■ **Instructions**
a: According to the text on Las Casas and Columbus Day, which two men does the USA honor with national holidays?
b: In the text on Las Casas and Columbus Day, rewrite the paragraph beginning "They forced their way into native settlements" more briefly, keeping its main facts.
c: From the text on Las Casas and Columbus Day, reproduce word for word the part that opens with the words containing "They forced their" and closes with "into a pen.".

==== Source document ====

Bartoloméde Las Casas, a Spanish priest, documented some of the atrocities against the native people at the hands of his fellow Spaniards. I feel sick everytime I read his words.
They forced their way into native settlements, slaughtering everyone they found there, including small children, old men, pregnant women, and even women who had just given birth. They hacked them to pieces, slicing open their bellies with their swords as though they were so many sheep herded into a pen.

They even laid wagers on whether they could manage to slice a man in two at a stroke, or cut an individual's head from his body, or disembowel him with a single blow of their axes.

They grabbed suckling infants by the feet and, ripping them from their mothers' breasts, dashed them headlong against the rocks. Others, laughing and joking all the while, threw them over their shoulders into a river, shouting: 'Wriggle, you little perisher.'
While crying out against the injustices done to the Tainos, Las Casas opened the door to injustice against the people of Africa by proposing that Africans be used as slaved instead of the dwindling Taino population.

In the USA we celebrate only two national holidays to honor specific men.

Martin Luther King, Jr.
&
Christopher Columbus.

This so clearly reflects the bi-polar nature of American foreign and domestic policy.

Today is Columbus Day.

A Day to mourn.

==== Extracted data ====

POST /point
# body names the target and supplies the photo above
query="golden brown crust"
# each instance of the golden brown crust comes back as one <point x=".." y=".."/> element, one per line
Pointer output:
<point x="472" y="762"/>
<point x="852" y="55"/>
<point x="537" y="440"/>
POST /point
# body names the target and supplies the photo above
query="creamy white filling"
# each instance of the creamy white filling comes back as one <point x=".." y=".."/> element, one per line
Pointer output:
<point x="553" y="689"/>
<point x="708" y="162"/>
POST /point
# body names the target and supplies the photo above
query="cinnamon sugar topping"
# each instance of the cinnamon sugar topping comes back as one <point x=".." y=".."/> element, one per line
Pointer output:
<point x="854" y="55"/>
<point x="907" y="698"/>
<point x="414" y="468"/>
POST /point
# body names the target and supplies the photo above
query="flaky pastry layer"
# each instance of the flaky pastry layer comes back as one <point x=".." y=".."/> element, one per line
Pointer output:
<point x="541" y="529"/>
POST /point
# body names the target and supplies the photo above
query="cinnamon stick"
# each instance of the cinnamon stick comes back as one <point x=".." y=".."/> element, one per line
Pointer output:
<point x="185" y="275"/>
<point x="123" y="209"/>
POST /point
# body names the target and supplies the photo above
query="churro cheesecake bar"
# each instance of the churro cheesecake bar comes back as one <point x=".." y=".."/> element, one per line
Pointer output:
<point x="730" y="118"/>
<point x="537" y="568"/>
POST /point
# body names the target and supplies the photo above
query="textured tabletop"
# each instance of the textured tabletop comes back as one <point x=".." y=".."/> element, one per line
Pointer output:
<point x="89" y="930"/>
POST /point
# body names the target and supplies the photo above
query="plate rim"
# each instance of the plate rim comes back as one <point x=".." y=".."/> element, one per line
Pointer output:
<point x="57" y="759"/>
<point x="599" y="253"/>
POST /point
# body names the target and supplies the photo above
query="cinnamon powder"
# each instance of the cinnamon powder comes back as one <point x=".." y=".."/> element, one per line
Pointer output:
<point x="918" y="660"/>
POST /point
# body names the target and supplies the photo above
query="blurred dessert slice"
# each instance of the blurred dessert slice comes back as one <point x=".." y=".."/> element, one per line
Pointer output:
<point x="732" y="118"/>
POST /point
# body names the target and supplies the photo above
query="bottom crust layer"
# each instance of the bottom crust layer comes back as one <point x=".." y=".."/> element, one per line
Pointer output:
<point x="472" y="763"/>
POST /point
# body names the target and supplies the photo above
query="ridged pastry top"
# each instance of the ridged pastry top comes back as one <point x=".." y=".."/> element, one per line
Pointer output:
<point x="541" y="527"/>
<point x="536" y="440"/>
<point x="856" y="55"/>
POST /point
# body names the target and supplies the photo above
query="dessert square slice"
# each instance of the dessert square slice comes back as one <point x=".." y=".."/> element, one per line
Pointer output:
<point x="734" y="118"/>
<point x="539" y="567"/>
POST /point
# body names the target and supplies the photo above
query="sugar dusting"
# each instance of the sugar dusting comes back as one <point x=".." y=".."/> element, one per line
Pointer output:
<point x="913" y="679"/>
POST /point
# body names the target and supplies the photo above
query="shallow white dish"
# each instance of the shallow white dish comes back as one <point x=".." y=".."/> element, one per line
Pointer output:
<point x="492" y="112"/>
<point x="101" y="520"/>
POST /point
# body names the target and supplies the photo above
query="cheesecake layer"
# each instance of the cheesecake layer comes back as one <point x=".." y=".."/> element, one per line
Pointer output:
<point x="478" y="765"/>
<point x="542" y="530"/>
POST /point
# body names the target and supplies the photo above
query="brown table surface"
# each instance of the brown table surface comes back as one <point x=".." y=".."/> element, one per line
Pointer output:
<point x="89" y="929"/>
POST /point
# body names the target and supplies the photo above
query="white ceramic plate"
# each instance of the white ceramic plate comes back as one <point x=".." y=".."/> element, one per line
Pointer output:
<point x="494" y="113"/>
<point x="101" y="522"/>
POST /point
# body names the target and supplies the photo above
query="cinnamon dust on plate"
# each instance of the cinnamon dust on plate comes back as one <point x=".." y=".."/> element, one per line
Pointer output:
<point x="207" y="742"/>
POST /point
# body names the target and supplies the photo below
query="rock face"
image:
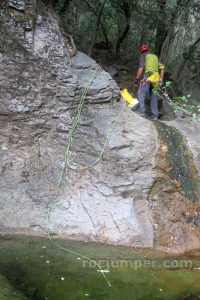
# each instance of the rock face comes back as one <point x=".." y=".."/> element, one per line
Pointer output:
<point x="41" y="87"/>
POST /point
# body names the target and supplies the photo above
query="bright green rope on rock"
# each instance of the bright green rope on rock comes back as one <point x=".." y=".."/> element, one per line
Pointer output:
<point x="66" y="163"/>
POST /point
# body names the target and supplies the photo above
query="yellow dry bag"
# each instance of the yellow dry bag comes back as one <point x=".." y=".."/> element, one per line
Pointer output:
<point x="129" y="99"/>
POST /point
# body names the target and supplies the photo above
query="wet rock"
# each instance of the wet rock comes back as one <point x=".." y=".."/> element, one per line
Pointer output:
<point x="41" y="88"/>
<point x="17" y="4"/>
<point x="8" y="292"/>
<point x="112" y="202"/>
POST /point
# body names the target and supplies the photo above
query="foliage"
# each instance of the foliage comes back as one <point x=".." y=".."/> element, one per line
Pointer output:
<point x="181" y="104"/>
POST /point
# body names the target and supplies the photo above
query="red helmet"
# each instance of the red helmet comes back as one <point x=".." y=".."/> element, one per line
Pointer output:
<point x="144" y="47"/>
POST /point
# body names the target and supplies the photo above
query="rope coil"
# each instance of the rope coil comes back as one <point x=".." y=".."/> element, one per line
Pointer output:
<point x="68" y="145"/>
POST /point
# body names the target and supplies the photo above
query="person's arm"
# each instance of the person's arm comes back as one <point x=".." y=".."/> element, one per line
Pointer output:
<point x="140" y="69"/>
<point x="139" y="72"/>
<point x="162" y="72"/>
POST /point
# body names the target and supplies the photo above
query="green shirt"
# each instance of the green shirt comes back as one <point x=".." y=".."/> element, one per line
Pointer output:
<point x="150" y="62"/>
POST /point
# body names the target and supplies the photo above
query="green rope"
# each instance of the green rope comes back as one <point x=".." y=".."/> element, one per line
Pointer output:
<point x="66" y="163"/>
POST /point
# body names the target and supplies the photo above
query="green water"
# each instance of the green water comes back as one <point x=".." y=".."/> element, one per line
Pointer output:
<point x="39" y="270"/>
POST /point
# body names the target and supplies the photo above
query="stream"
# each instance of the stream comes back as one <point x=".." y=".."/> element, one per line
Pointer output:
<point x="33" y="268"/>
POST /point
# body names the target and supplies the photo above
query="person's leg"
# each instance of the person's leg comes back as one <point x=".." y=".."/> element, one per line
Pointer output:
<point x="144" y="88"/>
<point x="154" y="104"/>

====
==== Extracted data ====

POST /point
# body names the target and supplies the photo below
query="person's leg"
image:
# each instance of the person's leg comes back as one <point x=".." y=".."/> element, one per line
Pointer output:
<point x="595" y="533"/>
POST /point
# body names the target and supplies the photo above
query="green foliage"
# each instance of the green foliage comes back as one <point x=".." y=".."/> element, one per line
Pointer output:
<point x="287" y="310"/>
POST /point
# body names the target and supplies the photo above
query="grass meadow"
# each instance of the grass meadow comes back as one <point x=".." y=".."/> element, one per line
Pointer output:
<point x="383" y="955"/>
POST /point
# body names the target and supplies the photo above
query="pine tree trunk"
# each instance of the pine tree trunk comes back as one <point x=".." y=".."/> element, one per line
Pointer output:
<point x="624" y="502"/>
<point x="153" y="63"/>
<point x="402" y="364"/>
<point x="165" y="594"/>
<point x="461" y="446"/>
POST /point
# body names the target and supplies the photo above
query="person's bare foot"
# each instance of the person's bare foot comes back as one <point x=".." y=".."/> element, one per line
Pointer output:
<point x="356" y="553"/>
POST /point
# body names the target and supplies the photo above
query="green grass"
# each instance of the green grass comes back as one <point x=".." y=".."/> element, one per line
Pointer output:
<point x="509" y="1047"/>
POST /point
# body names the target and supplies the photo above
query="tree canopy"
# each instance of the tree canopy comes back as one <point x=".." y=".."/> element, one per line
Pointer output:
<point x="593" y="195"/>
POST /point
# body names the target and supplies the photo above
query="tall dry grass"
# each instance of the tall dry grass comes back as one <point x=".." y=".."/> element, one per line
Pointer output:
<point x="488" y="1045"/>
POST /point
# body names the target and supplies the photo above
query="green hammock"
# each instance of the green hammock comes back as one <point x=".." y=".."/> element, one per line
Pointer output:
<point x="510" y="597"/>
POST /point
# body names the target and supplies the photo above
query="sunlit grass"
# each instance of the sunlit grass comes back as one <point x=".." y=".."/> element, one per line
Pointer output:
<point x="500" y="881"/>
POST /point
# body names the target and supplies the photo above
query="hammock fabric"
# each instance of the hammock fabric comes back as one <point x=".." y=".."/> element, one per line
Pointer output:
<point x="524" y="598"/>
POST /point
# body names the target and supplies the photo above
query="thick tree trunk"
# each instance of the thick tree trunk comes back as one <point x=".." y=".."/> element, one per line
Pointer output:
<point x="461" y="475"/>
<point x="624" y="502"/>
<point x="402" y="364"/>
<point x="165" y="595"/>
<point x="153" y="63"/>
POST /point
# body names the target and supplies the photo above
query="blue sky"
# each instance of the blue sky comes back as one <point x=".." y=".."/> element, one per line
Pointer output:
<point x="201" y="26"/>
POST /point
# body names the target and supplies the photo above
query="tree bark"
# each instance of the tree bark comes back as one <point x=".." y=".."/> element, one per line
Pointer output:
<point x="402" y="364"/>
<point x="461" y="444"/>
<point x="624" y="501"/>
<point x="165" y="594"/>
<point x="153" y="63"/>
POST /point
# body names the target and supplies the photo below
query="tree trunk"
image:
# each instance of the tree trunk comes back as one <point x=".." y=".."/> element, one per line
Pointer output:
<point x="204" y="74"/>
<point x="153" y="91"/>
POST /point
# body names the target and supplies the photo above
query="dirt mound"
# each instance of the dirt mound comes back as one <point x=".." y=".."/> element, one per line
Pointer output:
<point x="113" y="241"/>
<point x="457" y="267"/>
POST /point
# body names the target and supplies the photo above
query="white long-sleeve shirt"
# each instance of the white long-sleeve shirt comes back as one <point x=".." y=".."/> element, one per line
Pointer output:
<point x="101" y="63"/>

====
==== Extracted data ====

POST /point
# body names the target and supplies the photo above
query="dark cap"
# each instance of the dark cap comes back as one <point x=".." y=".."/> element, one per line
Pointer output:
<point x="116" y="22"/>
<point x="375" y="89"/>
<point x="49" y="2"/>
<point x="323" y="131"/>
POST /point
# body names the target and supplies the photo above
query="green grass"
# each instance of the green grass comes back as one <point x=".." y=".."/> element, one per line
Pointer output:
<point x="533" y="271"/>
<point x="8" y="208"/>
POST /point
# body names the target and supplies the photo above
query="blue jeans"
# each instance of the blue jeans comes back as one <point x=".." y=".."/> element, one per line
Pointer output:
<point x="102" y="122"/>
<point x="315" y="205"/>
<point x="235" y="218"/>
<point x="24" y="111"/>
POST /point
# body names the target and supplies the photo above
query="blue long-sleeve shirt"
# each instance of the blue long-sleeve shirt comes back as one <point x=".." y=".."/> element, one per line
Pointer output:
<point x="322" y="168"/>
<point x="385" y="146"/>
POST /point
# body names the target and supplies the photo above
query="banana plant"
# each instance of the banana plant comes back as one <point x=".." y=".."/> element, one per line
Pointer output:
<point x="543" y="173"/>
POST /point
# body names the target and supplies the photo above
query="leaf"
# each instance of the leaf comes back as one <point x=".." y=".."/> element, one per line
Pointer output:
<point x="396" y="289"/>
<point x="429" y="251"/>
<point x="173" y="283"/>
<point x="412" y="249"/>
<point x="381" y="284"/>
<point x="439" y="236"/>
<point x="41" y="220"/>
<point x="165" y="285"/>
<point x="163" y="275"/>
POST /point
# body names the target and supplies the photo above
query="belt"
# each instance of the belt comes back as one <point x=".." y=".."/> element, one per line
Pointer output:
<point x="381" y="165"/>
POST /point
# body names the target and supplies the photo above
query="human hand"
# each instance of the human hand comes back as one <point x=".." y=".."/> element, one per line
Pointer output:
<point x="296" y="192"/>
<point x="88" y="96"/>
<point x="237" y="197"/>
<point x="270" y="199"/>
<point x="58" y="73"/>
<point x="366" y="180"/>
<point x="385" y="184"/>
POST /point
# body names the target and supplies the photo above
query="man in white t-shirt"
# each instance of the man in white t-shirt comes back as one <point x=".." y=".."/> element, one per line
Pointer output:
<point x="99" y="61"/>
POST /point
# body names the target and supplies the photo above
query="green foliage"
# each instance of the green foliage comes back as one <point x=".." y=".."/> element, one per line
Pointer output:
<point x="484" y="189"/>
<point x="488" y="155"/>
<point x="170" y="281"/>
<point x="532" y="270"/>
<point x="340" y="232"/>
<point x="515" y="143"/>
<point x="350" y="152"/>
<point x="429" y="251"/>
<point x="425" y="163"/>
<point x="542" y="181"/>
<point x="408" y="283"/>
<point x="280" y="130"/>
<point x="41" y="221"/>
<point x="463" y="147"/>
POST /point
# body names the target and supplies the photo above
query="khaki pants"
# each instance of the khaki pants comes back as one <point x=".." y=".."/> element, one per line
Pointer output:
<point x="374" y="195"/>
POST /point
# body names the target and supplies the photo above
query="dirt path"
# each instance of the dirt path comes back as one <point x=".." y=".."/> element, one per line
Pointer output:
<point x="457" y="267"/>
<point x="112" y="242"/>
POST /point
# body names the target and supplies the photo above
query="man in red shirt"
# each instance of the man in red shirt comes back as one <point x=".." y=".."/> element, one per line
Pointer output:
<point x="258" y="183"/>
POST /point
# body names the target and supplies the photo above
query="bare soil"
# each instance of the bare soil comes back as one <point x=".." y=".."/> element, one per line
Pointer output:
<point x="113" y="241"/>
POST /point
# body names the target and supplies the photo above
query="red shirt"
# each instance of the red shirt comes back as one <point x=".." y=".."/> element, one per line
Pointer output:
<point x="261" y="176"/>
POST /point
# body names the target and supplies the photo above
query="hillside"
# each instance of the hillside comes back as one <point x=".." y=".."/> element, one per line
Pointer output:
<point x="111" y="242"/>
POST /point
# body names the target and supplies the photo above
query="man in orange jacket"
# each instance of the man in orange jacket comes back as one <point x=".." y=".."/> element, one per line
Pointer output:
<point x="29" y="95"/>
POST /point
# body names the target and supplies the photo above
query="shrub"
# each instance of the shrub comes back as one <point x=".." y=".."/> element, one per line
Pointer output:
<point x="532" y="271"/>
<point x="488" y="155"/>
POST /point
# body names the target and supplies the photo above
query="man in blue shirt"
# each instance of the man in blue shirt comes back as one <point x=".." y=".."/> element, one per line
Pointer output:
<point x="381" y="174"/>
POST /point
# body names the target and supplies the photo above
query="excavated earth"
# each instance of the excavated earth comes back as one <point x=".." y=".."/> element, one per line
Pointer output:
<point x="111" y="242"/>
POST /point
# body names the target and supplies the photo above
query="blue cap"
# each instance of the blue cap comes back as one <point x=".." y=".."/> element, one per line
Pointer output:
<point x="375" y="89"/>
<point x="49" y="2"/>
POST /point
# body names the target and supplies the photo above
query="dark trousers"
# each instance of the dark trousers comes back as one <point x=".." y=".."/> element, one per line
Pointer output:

====

■ **Results by task**
a: Martin Luther King, Jr. and Christopher Columbus.

b: They broke into native settlements and killed everyone there, including small children, old men, pregnant women, and new mothers. They cut the victims apart and sliced open their bellies with swords, as if they were sheep penned together.

c:
They forced their way into native settlements, slaughtering everyone they found there, including small children, old men, pregnant women, and even women who had just given birth. They hacked them to pieces, slicing open their bellies with their swords as though they were so many sheep herded into a pen.